- _Supplied data_:
^^^^^^^^
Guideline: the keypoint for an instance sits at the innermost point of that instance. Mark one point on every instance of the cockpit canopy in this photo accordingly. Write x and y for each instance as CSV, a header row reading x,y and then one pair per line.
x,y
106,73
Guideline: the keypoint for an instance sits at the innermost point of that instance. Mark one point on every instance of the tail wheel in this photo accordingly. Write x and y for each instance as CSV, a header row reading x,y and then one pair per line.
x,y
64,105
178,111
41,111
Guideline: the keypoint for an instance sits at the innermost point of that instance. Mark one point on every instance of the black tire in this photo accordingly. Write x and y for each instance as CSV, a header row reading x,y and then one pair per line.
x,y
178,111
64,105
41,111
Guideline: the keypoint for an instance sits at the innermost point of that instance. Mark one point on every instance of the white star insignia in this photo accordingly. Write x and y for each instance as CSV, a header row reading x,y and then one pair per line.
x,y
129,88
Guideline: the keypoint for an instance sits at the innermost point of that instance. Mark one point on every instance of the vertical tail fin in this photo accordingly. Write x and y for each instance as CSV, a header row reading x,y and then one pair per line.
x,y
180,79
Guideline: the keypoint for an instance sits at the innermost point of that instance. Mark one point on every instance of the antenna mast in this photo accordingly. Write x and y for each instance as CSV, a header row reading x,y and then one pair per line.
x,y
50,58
^^^^^^^^
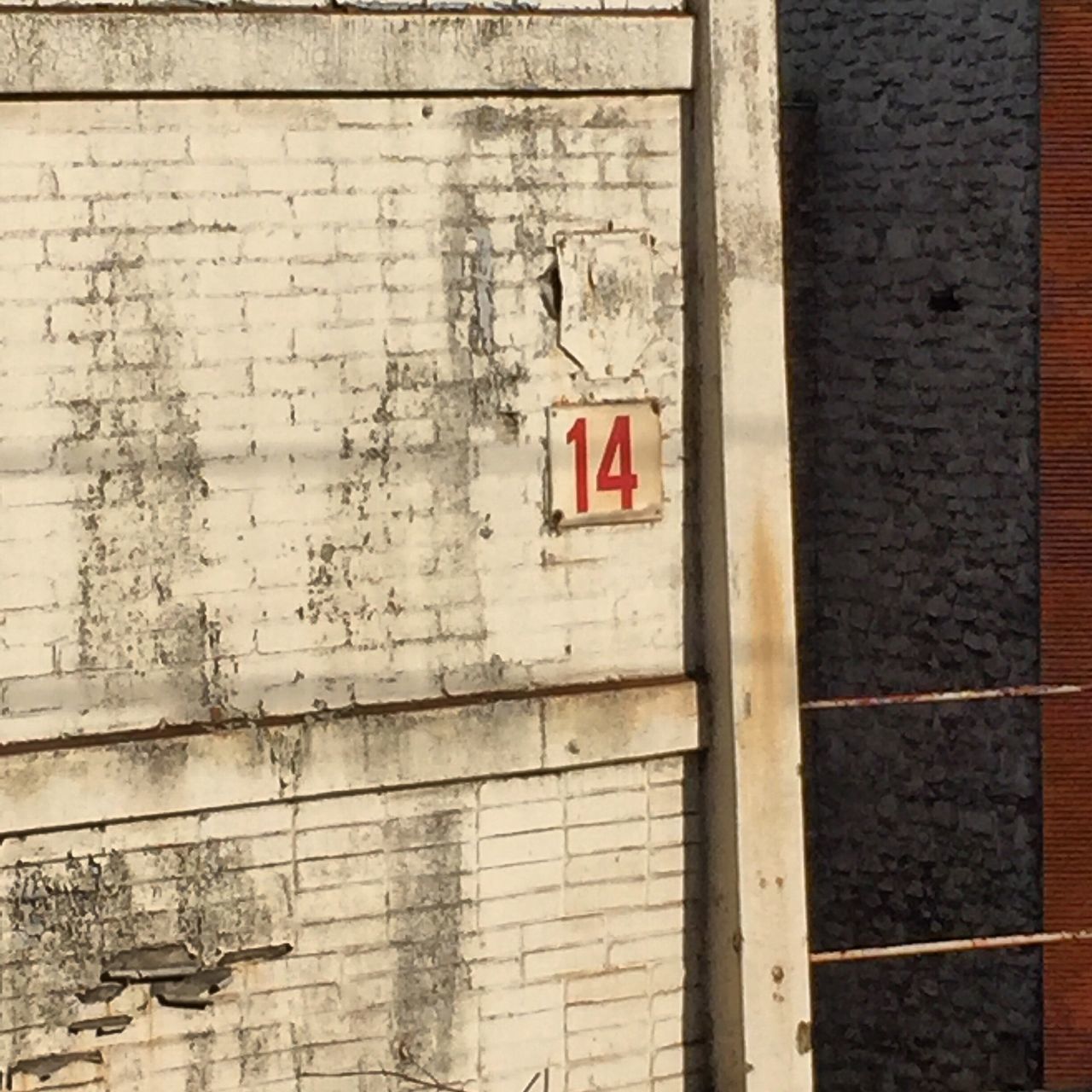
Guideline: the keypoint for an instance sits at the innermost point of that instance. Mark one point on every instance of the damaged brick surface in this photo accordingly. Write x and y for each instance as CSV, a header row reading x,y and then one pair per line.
^^^^^^^^
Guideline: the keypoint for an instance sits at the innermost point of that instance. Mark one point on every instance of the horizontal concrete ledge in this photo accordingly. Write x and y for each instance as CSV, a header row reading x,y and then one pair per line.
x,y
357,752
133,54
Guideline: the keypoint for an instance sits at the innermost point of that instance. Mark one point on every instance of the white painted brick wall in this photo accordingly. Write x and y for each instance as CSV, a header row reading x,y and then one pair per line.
^^^^^^^^
- _Problem details_: Select and copy every line of the material that holds the string "brick".

- _Solved exercise_:
Guideline: the keypoint for an instance sits at the innermost point of that instance. Mark one point on every instance of the damaged brick surface in this photo accordingly. Write x and y for each instance as CSV, a header row reading x,y and then one pair per line.
Guideline: the keypoint for an instance sits at the innermost point of that instance. Mark one point on every instance of the white painted brick wall in this photo accordingly. Write x and y for each instance as CSV, a header row reading x,y and then one pair per line.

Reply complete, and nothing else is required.